**Excerpt**
"""

Seminar of Historical Epistemology

 

Arianna Borrelli (Institute for Philosophy and History of Literature, Science and Technology, Technical University Berlin; & Centre for Advanced Studies on Media Cultures of Computer Simulations (MECS), Leuphana University, Lüneburg)

Spirits and Pneumatics. The Interplay of Concepts and Instruments in the Early Modern Period

 

March 23, 2016: h 14.30-16.30

Room: Sala Seminari, Dipartimento di Filosofia, Sottotetto, Cortile Ghiacciaia.

 

Abstract:

Processes of concept formation and transformation have traditionally been among the core interests of historical epistemology. While initially concepts and conceptual change were regarded as issues pertaining exclusively to the history of scientific theories, from the 1970s onward the practical turn in the history and philosophy of science led to the recognition that experiments had an epistemic dynamics independent from that of theories, and that they can
also contribute in special ways to the emergence of new conceptual structures. However, a clear-cut distinction between a “theoretical” and a “experimental” contribution to concept formation is impossible in most actual case
studies, and in my presentation I shall like to discuss the complex interplay of theoretical and experimental practices in concept formation in the early modern period, and will do so by focussing on a case which to modern eyes may appear at first very little scientific, as it involves the notion of “spirit” and its possible connections with experiences in the realm of chymistry, optics and pneumatics.

"""

**Material provided**
"""

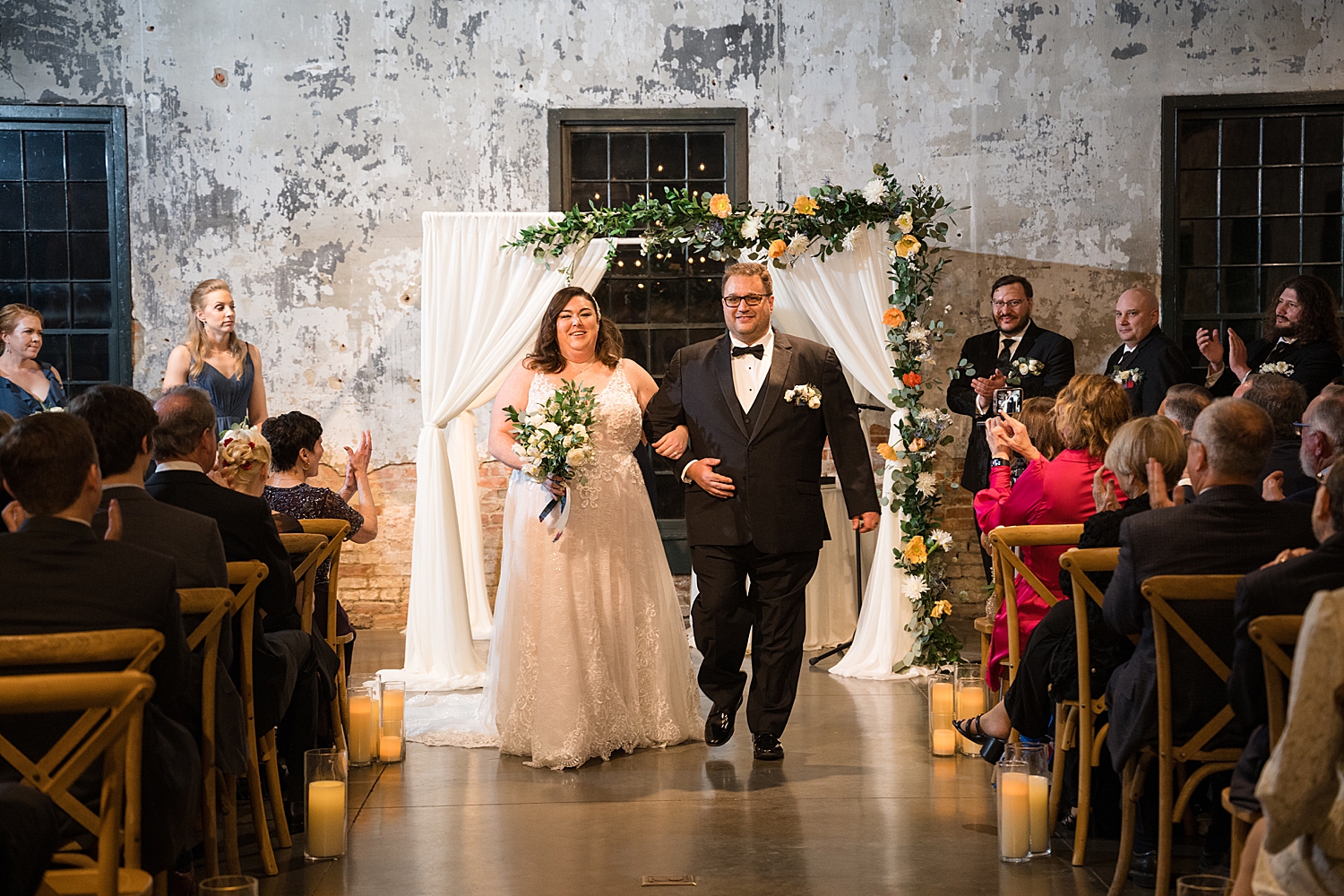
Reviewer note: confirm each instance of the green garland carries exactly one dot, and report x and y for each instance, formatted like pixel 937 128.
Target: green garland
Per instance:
pixel 825 220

"""

**Instructions**
(a) Edit the seminar announcement's stretch from "Arianna Borrelli (Institute" through "Sottotetto, Cortile Ghiacciaia.", replacing "March 23, 2016" with "March 30, 2016".
(b) Answer these questions using the seminar announcement.
(i) In which room is the seminar held?
(ii) On what date and at what hours does it take place?
(iii) Which notion does the case discussed in the abstract involve?
(c) Extend the abstract of the seminar announcement on spirits and pneumatics, starting after its last sentence.
The lines have nothing to do with the seminar announcement.

**The replies**
(a)
Arianna Borrelli (Institute for Philosophy and History of Literature, Science and Technology, Technical University Berlin; & Centre for Advanced Studies on Media Cultures of Computer Simulations (MECS), Leuphana University, Lüneburg)

Spirits and Pneumatics. The Interplay of Concepts and Instruments in the Early Modern Period

 

March 30, 2016: h 14.30-16.30

Room: Sala Seminari, Dipartimento di Filosofia, Sottotetto, Cortile Ghiacciaia.

(b)
(i) Sala Seminari
(ii) March 23, 2016, from 14.30 to 16.30
(iii) The notion of "spirit"

(c)
A key aspect of early modern natural philosophy was the increase in the epistemic value attributed to empirical practices, and this development went hand in hand with attempts to systematically collect and connect experiences, both those long known and the ones produced more recently with the help of newly developed apparatuses. Yet experiences could only be collected and connected as far as they could be described, and descriptions often combined such different methods as traditional philosophical terms and conceptual templates, pictures and models of new apparatuses, numbers, or geometrical constructions. All these elements could become tools to conceptualize the empirically given, letting new epistemic objects emerge as discovered “phenomena”. In this context, some philosophical notions went on to figure prominently in new guise in modern science, like force, intensity, velocity or heat. Others did not, but were nonetheless highly fruitful heuristic and scientific concepts, and studying them is
not only necessary to reconstruct the whole picture of early modern investigation of nature, but also allows to gain
insights which complement those obtained by studying their more successful counterparts.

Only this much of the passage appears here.